Er hatte die Zeichen gesehen. Er sah sie seit Jahren schon, und hatte immer wieder versucht, die Menschen zu warnen, doch nie wollte jemand ihm glauben.
Sie hatten ein Opfer dargebracht. Auf keinen Fall durften sie ihn hören. Sie wissen, wer du bist.
Menschen, die wirr vor sich hinmurmeln. Die sich entblößen, Stimmen hören: Die Psychiatriestation des Klinikums Salzburg-Nord ist auf besonders schwere Fälle spezialisiert. Als einer der Ärzte ermordet in einem Untersuchungsraum gefunden wird, muss die Ermittlerin Beatrice Kaspary versuchen, Informationen aus den Patienten herauszulocken. Aus traumatisierten Seelen, die in ihrer eigenen Welt leben. Und nach eigenen Regeln spielen.
Als ich erfuhr, dass ein neuer Thriller von Ursula Poznanski erscheint, habe ich mich einerseits riesig gefreut. „Fünf“ hat mir damals super gut gefallen. Andererseits war ich aber auch skeptisch, denn „Blinde Vögel“ hat mir überhaupt nicht gefallen. „Stimmen“ war nun gewissermaßen das Zünglein an der Waage, ob es sich lohnt, Ursula Poznanskis Thrillern treu zu beiben.
Um das schon mal vorweg zu nehmen: ja, ich werde ihnen treu bleiben!
Denn „Stimmen“ hat mir wieder richtig gut gefallen! Mit einer Psychiatrie als hauptsächlichem Schauplatz macht ein Thriller bei mir fast nie etwas falsch. Das hängt vermutlich mit den oft schauerlichen Darstellungen dieser Orte zusammen, wie man sie in vielen Gruselfilmen etc antrifft. Sowas hat für mich seit je her seinen Reiz. Und daran ändert sich auch nichts, wenn eine Psychiatrie wie in diesem Thriller so ganz anders beschrieben wird. Ganz ohne solche Effektheischerei nämlich. Eben als eine Klinik, in der Menschen leben, die aufgrund schrecklicher Erlebnisse in der Vergangenheit, seelischen Schaden genommen haben. Obwohl ich gegen etwas Effektheischerei nichts gehabt hätte, fand ich das so wirklich gut.
Die Geschichte braucht so etwas nämlich nicht um spannend oder schaurig zu sein. Das gelingt ihr auf anderen Wegen, die mindestens genauso gut wirken. Um zu schaudern muss man sich das Leben der Psychiatriepatienten nur mal richtig vorstellen. Das reicht dann schon. Was sie erlebt haben, wünsche ich niemandem. Das sollte als Gruselfaktor alleine schon reichen.

§ **VORLIEGENDES MATERIAL**:
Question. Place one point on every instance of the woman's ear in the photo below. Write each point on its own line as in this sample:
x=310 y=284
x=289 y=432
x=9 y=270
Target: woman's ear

§ **DEINE AUFGABE**:
Fasse den Absatz der Rezension, der mit „Als ich erfuhr, dass ein neuer Thriller“ beginnt, in höchstens drei Sätzen in der Ich-Form kürzer zusammen. Seine wesentlichen Angaben müssen erhalten bleiben.

§ **DEINE ANTWORT**:
Die Nachricht von einem neuen Thriller Ursula Poznanskis freute mich sehr, denn „Fünf“ hatte mir super gut gefallen. Skeptisch war ich trotzdem, weil mir „Blinde Vögel“ überhaupt nicht gefallen hatte. „Stimmen“ sollte deshalb entscheiden, ob ich ihren Thrillern treu bleibe.